[Exercise directions]
Give back every line exactly as it appears, pictures excluded.

(Location labeling records)

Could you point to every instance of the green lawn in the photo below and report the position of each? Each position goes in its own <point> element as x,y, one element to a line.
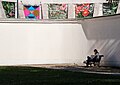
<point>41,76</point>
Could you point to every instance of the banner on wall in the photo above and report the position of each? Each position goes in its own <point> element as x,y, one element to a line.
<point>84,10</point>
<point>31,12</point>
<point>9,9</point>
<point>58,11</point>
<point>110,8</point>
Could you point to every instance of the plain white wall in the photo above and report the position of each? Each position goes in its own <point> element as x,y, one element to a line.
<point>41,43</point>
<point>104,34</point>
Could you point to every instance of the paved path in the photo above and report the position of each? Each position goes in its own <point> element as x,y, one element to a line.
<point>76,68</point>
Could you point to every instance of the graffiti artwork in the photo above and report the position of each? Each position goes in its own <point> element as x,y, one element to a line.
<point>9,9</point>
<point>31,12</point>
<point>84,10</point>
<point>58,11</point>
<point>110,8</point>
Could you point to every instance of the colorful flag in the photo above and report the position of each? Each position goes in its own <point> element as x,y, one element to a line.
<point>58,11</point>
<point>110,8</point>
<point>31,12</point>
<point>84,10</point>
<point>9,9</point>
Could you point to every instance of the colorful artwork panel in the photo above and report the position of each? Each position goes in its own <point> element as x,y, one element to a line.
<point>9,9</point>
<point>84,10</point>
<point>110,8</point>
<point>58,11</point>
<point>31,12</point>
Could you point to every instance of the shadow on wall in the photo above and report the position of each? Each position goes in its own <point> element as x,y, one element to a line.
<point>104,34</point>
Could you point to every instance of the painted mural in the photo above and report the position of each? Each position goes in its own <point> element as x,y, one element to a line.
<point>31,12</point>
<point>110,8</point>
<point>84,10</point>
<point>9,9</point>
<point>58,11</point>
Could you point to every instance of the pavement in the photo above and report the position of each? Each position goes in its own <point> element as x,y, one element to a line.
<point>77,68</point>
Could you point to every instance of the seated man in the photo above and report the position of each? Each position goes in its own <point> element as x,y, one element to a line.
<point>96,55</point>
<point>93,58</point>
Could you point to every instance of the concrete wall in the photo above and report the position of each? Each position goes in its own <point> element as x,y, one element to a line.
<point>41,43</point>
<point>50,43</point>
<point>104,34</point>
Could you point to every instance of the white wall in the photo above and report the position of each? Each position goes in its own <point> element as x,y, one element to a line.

[Full answer]
Could you point to every instance of the green lawn in the photo below and report the position of each? Each position goes in its own <point> element as x,y, one element to a line.
<point>41,76</point>
Could you point to every instance of the banner on wall in the photo above and report the position of each? Each position goes in its own <point> element as x,y, one element to a line.
<point>84,10</point>
<point>31,12</point>
<point>9,9</point>
<point>58,11</point>
<point>110,8</point>
Could you point to every instance of the plain white wall in the photo above and report the position of each? Each position goes in its own <point> element as x,y, one element to a line.
<point>41,43</point>
<point>104,34</point>
Could you point to every instance of the paved path in the photo above and report the position of each? Each position goes in its own <point> element as x,y, one element to a line.
<point>76,68</point>
Could you point to every instance of the graffiti artwork in the photo above and report the position of each? Each position goes in its own <point> element as x,y, one element to a line.
<point>9,9</point>
<point>31,12</point>
<point>84,10</point>
<point>58,11</point>
<point>110,8</point>
Could you point to every instance of the colorful flag in the photo above and report the position of each? Each position goes in its own <point> element as x,y, one element to a line.
<point>58,11</point>
<point>110,8</point>
<point>31,12</point>
<point>84,10</point>
<point>9,9</point>
Could you point to every instance of the colorful artwork panel in the photo above and report the position of each? Each position goes in its own <point> element as x,y, one element to a line.
<point>9,9</point>
<point>84,10</point>
<point>110,8</point>
<point>58,11</point>
<point>31,12</point>
Could you point to every instance of the shadow on wall in the photo above and report the position of each? Each position goes in its own <point> element as x,y, one element to a line.
<point>104,34</point>
Could you point to every instance of the painted mural in the photo above and report the position of each? Each position goes in its own <point> element as x,y, one element to a line.
<point>31,12</point>
<point>110,8</point>
<point>84,10</point>
<point>9,9</point>
<point>58,11</point>
Could you point to every instance of the pavement in the photo above and report the position of each? Each position goes in its own <point> element as x,y, one element to a line.
<point>77,68</point>
Could you point to every instance of the seated man in the photo above and report the position of each? Each position goes in its own <point> element as x,y, one element to a line.
<point>96,55</point>
<point>93,58</point>
Could you point to every instance of the concrete wall in the photo above and report the position of each? Each position goes in its own <point> element as x,y, one element to a line.
<point>41,43</point>
<point>50,43</point>
<point>104,34</point>
Could you point to every instance of the white wall in the photo above and report the position of each? Each position goes in its own <point> element as x,y, one element to a line.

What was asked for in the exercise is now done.